SET EXERCISE 1
Pick out and copy every line in the records below that contains the string "tree". Case counts.

TEXT
┄┄┄┄┄┄┄┄┄┄┄┄┄┄┄┄┄┄┄┄

So here are some words about his favourite lossless audio codec. The most interesting thing about it is that it was actively developed in 2001-2006 and then it was suddenly resurrected in 2015. Also it’s one of few non-standard codecs (i.e. not made into standard) that has several articles written about it.

The codec actually consists of two different formats, seemingly an old one and a newer one (that looks like it supports all range of sample type). The former is notable for having signal reconstruction stage using floating point math (a thing you don’t see in codecs every day), the latter seems to employ various parameter reading and reconstruction methods. Coding is done using low precision range coder (large values are decoded using chunks of 8 or 12 bits). So nothing really interesting there.

P.S. I’m definitely not going to write a decoder for it. There are too many lossless audio codecs already, let all proprietary ones (in custom containers too) die in peace.

┄┄┄┄┄┄┄┄┄┄┄┄┄┄┄┄┄┄┄┄

AVAILABLE RECORDS
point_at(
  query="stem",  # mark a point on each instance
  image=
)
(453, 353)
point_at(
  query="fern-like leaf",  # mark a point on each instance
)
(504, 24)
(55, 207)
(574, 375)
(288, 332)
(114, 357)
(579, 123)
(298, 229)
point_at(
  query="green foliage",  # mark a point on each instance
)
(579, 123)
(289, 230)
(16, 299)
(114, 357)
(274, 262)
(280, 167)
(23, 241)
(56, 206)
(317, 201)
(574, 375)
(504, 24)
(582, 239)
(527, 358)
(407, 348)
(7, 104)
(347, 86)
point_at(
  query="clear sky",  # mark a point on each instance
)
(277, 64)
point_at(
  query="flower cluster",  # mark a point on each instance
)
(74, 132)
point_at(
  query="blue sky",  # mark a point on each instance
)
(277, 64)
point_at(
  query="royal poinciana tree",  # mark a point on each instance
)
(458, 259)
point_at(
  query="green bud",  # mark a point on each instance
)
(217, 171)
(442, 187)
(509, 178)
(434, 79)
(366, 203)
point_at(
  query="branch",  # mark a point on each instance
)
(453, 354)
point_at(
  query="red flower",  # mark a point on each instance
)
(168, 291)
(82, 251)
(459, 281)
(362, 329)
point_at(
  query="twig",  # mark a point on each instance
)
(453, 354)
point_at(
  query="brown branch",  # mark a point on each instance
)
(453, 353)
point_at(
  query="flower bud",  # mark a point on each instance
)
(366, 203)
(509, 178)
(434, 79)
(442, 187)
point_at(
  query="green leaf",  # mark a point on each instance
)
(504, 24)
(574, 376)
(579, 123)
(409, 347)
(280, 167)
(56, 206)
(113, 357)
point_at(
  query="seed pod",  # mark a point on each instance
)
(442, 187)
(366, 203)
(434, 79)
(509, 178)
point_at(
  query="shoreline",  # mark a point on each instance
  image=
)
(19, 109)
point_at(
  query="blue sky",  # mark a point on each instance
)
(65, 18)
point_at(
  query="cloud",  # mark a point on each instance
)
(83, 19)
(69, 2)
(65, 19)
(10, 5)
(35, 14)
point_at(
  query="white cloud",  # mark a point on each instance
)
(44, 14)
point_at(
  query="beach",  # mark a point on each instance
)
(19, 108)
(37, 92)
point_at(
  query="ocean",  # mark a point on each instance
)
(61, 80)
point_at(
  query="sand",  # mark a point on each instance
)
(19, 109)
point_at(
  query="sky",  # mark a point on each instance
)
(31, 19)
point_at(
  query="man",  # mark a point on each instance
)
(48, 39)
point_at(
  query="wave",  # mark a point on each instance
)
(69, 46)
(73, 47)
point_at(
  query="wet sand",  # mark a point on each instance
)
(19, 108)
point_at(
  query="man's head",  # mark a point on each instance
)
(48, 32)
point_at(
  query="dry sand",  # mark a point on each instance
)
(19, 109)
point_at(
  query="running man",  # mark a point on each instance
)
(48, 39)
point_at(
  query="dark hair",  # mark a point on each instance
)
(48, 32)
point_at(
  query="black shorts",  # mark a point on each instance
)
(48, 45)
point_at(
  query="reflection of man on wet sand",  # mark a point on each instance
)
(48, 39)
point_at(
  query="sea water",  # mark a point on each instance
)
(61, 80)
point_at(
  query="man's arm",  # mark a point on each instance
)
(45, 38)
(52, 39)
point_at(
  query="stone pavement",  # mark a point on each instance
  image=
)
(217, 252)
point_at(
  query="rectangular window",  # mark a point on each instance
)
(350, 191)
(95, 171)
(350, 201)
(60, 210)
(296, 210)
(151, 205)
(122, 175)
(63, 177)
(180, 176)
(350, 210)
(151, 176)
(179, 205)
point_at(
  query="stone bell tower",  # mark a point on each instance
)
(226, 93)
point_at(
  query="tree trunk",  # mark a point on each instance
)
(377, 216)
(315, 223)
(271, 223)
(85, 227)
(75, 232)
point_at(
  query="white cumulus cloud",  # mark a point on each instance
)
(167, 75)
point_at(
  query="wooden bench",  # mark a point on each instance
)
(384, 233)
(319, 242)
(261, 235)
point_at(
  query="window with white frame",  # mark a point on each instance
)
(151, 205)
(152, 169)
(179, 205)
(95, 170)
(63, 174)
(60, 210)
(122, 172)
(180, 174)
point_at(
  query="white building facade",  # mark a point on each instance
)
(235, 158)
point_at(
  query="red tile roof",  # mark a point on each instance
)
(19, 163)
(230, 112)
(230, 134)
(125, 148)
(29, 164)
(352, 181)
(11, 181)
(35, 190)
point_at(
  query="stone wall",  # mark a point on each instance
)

┄┄┄┄┄┄┄┄┄┄┄┄┄┄┄┄┄┄┄┄

SET EXERCISE 2
Set down the entire text about the lossless audio codec above, word for word.

RESPONSE 1
  query="royal poinciana tree",  # mark a point on each instance
  query="tree trunk",  # mark a point on each instance

RESPONSE 2
So here are some words about his favourite lossless audio codec. The most interesting thing about it is that it was actively developed in 2001-2006 and then it was suddenly resurrected in 2015. Also it’s one of few non-standard codecs (i.e. not made into standard) that has several articles written about it.

The codec actually consists of two different formats, seemingly an old one and a newer one (that looks like it supports all range of sample type). The former is notable for having signal reconstruction stage using floating point math (a thing you don’t see in codecs every day), the latter seems to employ various parameter reading and reconstruction methods. Coding is done using low precision range coder (large values are decoded using chunks of 8 or 12 bits). So nothing really interesting there.

P.S. I’m definitely not going to write a decoder for it. There are too many lossless audio codecs already, let all proprietary ones (in custom containers too) die in peace.